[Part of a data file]
--*--

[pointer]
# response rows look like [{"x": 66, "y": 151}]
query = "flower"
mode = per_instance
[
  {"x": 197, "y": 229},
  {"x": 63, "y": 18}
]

--*--

## Short task
Repeat all of the rows above, character for character.

## Response to the exercise
[pointer]
# response rows look like [{"x": 66, "y": 151}]
query = "flower"
mode = per_instance
[
  {"x": 197, "y": 229},
  {"x": 63, "y": 18}
]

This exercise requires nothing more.